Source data
Content starts

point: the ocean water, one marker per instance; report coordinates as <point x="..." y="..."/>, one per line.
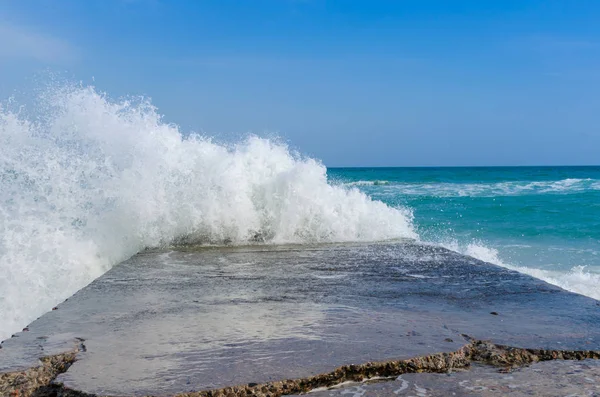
<point x="87" y="181"/>
<point x="542" y="221"/>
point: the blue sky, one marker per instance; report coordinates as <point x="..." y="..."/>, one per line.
<point x="354" y="83"/>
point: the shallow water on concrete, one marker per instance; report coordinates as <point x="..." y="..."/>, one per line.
<point x="174" y="321"/>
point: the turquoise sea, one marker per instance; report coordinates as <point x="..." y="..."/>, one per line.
<point x="544" y="221"/>
<point x="87" y="182"/>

Content ends

**What is expected:**
Within the records above, the line carrying "point: the shallow" starts the range and the last line ends it. Set down that range exactly.

**Response below:**
point: the shallow water on concrete, one marker per instance; report coordinates as <point x="..." y="..."/>, one per line.
<point x="174" y="321"/>
point: the turquoise sea, one marker per instance; report coordinates as <point x="..." y="..."/>, one per line.
<point x="544" y="221"/>
<point x="87" y="182"/>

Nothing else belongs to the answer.